■ PAGE
——————————

I don't think this applies because the storage type is the same its
just a separate operator class being used.

I think the problem may be with the "ordering_oper" and
"equality_oper" only being passed the type rather then the type and
the operator class that's being used for the index.  Looking more it
goes back into typcache.c which only caches the default operators
from the default btree or hash operator classes.  Changing this looks
like it would require a bit of effort if it is the right path to pursue.

Thanks,

Rusty
--
Rusty Conover
InfoGears Inc.
Web: http://www.infogears.com

Re: Operator Classes and ANALYZE

From
"Simon Riggs"
Date:
On Mon, 2006-11-06 at 14:47 -0700, Rusty Conover wrote:

> I just
> want the ANALYZE call to use the index's opclass definitions of = and
> < if the index is created with a custom operator class that is not
> the default for the data type.

Which is exactly what the manual specifically says it doesn't do,
therefore you'll need the analyze_function. That capability was put
there deliberately to help you out, in this situation.

> I don't think I need to write my own analyze function

That is the solution, not a workaround.

--
  Simon Riggs
  EnterpriseDB   http://www.enterprisedb.com

Re: Operator Classes and ANALYZE

From
Rusty Conover
Date:
On Nov 6, 2006, at 3:20 PM, Simon Riggs wrote:

> On Mon, 2006-11-06 at 14:47 -0700, Rusty Conover wrote:
>
>> I just
>> want the ANALYZE call to use the index's opclass definitions of = and
>> < if the index is created with a custom operator class that is not
>> the default for the data type.
>
> Which is exactly what the manual specifically says it doesn't do,
> therefore you'll need the analyze_function. That capability was put
> there deliberately to help you out, in this situation.


Since the analyze function is part of the type not the operator class
(making it type specific not operator class specific), it doesn't
appear that it will be able to do what I ask since you can only have
one analyze function per type and its not passed the operator context
for the particular run.

——————————

■ DATA ROWS
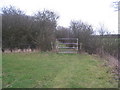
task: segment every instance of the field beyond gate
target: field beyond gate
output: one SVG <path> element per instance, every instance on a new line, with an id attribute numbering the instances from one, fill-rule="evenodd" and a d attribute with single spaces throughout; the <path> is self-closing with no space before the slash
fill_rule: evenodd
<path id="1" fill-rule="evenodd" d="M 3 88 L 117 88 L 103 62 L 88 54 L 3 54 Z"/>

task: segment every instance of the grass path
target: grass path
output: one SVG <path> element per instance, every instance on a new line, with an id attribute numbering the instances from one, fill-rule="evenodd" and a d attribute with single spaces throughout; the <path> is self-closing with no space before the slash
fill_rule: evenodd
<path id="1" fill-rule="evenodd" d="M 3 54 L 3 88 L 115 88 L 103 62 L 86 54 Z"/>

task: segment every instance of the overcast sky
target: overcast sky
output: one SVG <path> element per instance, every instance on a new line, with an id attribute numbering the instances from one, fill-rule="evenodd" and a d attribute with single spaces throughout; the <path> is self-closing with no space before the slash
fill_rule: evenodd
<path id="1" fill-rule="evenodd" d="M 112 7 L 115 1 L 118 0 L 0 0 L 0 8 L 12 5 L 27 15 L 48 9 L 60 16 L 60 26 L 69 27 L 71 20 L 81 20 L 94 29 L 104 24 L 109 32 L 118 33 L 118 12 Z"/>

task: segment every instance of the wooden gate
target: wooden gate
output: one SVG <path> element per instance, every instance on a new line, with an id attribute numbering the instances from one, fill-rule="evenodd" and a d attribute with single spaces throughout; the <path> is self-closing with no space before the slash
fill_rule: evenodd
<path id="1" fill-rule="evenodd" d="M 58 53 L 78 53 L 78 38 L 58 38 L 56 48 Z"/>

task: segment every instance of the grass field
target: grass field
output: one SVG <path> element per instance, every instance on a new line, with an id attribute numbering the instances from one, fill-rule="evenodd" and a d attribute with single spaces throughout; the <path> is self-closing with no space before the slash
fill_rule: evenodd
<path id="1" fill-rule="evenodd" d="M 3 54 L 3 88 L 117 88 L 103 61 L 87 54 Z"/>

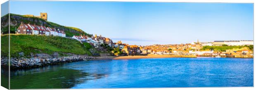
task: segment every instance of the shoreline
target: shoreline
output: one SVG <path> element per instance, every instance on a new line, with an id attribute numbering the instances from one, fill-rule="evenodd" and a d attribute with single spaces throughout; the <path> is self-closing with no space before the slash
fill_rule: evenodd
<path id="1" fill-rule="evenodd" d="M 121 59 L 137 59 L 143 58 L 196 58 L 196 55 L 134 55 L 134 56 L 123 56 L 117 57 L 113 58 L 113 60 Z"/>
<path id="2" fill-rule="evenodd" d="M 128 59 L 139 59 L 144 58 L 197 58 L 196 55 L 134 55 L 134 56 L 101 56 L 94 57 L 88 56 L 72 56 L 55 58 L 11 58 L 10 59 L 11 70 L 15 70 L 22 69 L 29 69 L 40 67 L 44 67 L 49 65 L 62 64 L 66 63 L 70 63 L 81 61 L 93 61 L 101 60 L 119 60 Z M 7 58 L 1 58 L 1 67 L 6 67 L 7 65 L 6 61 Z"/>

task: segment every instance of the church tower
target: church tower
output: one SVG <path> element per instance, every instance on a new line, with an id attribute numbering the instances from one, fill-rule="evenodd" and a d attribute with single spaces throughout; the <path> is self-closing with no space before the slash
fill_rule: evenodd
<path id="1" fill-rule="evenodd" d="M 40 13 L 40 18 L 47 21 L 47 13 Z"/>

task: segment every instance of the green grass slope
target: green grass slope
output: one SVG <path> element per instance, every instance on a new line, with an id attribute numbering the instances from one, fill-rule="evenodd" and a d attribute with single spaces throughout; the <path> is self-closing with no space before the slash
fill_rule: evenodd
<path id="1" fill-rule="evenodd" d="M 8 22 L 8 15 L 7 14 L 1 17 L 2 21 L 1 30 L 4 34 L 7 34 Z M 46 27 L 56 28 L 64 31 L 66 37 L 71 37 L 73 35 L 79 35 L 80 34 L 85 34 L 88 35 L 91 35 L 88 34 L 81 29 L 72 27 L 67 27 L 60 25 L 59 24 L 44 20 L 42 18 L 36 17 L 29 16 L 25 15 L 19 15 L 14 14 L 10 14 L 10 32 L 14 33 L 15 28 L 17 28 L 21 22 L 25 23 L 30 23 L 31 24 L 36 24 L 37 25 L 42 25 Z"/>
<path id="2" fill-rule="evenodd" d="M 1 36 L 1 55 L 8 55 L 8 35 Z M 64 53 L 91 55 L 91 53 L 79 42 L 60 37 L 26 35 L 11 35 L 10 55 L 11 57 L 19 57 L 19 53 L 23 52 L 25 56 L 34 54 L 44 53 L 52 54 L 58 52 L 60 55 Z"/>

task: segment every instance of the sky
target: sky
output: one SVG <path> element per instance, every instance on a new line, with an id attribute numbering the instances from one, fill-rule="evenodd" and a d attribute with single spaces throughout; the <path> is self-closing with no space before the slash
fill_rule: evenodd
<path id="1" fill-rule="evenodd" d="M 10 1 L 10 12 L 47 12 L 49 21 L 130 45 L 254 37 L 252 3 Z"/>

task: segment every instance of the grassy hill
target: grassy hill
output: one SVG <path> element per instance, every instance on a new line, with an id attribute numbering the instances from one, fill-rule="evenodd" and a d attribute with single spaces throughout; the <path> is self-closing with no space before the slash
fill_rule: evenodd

——————————

■ PROBLEM TO SOLVE
Quote the part of the operator classes and ANALYZE thread from "I think the" to "path to pursue.".

■ RESULT FOR THIS TASK
I think the problem may be with the "ordering_oper" and
"equality_oper" only being passed the type rather then the type and
the operator class that's being used for the index.  Looking more it
goes back into typcache.c which only caches the default operators
from the default btree or hash operator classes.  Changing this looks
like it would require a bit of effort if it is the right path to pursue.